Document segment Start Marker

Wednesday, January 20, 2010

Dawn Elizabeth

You would think this could get easier. But it doesn't. And here I go again, sharing the news that heaven welcomed another beautiful soul. This past week, I miscarried our 5th child. I was early on, but both Ry and I had strong feelings it was a girl. We named her Dawn after my friend who passed away 2 years ago.

At least we know the reason, due to my genetic make-up, my chromosomal abnormality. The doctor and counselor told us that we would have to go through more miscarriages if we desired more children. And we have. But it is still hard.

People look at me. "you only have one child?" they ask. If they only knew. I have a large family in heaven! Only another reason to work harder to get there and be with them some day.

Little Dawn, we will already miss you! At least you are comforted in heaven with your siblings and those miscarried babies of our friends and family.

Philip Gabriel, pray for us.
Mary Isabelle, pray for us.
Lucy Grace, pray for us.
Luke David, pray for us.
Dawn Elizabeth, pray for us.

3 comments:

Kimberly said...

Alexis...I am sorry. My heart aches for you. We lost a baby 4 years ago...and no, it doesn't get any easier.

Praying for you ((hugs)).

Anonymous said...

Hugs and prayers for you and your family.

The Smiths

Elizabeth said...

Alexis, many prayers for your family. Your and Ryan are a beautiful testament to life.

Document segment End Marker
Source information Start Marker

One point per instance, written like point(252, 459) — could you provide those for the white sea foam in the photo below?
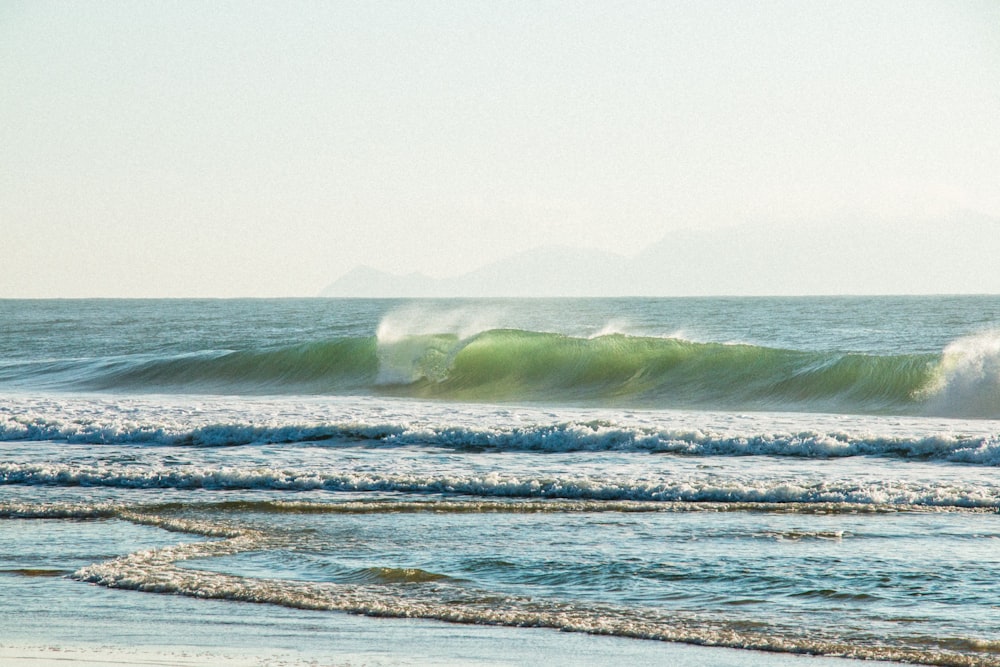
point(968, 381)
point(505, 485)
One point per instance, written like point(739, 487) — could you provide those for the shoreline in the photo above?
point(342, 640)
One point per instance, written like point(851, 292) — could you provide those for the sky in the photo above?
point(224, 149)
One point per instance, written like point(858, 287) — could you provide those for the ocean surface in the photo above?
point(795, 475)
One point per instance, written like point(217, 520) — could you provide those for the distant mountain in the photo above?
point(960, 254)
point(546, 271)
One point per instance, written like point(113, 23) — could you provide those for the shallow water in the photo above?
point(212, 451)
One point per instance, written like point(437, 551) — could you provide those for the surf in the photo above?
point(524, 366)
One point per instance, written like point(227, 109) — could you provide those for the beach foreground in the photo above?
point(486, 483)
point(355, 641)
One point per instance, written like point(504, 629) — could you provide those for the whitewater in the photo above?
point(794, 475)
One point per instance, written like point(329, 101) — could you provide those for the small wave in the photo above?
point(559, 437)
point(494, 485)
point(156, 571)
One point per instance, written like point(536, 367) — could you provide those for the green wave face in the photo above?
point(614, 371)
point(655, 372)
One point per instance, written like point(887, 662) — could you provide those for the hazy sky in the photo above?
point(258, 149)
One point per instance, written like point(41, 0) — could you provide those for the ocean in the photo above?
point(793, 475)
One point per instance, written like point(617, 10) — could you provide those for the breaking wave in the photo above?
point(510, 365)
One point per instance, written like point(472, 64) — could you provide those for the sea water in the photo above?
point(797, 475)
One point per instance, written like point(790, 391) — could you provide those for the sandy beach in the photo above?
point(379, 642)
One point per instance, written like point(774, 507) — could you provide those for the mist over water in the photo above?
point(809, 475)
point(820, 355)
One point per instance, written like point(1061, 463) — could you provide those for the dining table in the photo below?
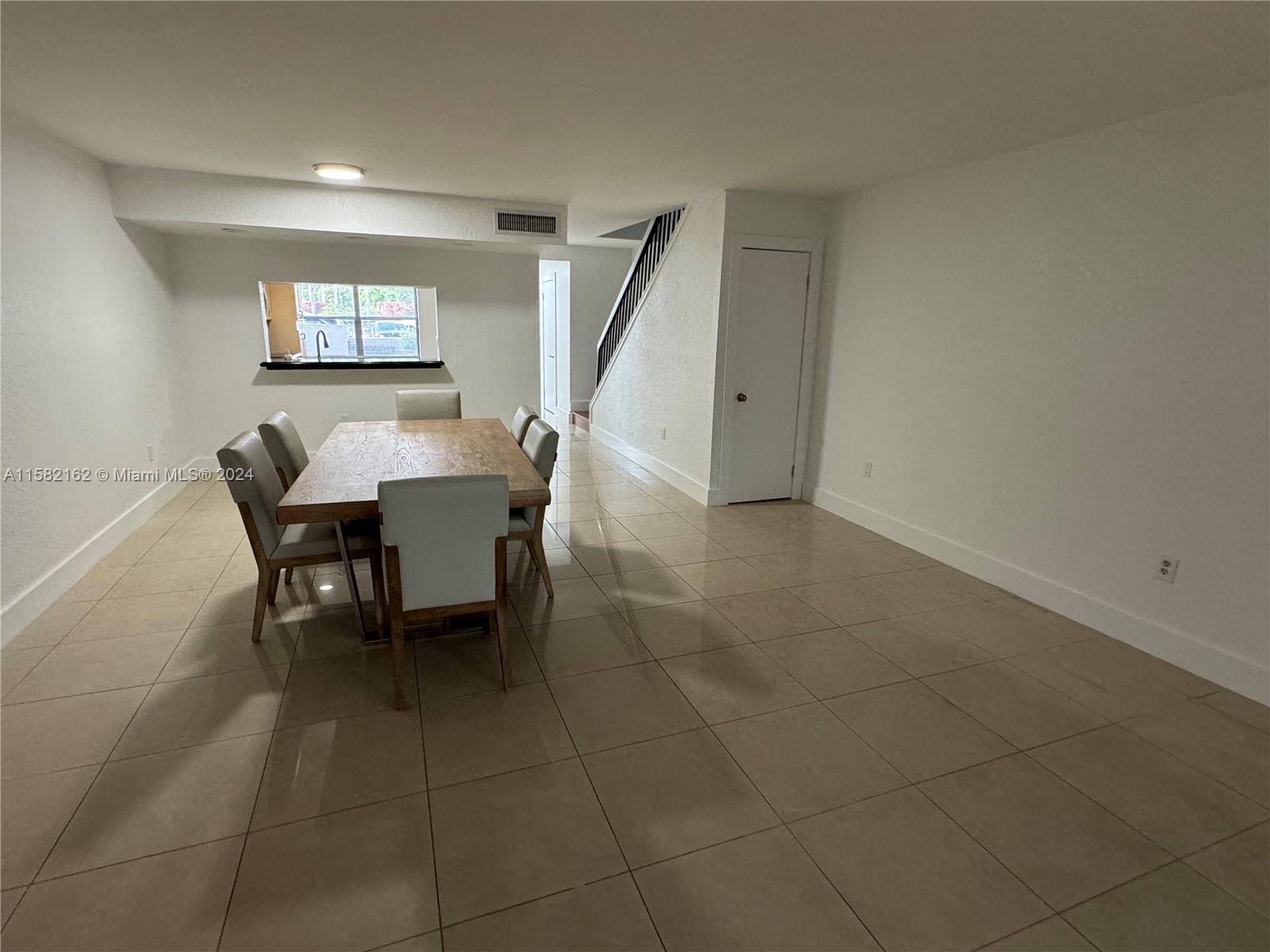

Source information End Marker

> **Tasks to perform**:
1: From the blog post, extract the passage starting at "Little Dawn, we" and ending at "Elizabeth, pray for us.".
2: In the blog post, who was the baby Dawn named after?
The lines come from a separate source, unrelated to the blog post.

> **Responses to the tasks**:
1:
Little Dawn, we will already miss you! At least you are comforted in heaven with your siblings and those miscarried babies of our friends and family.

Philip Gabriel, pray for us.
Mary Isabelle, pray for us.
Lucy Grace, pray for us.
Luke David, pray for us.
Dawn Elizabeth, pray for us.

2: A friend of the writer's who passed away 2 years ago.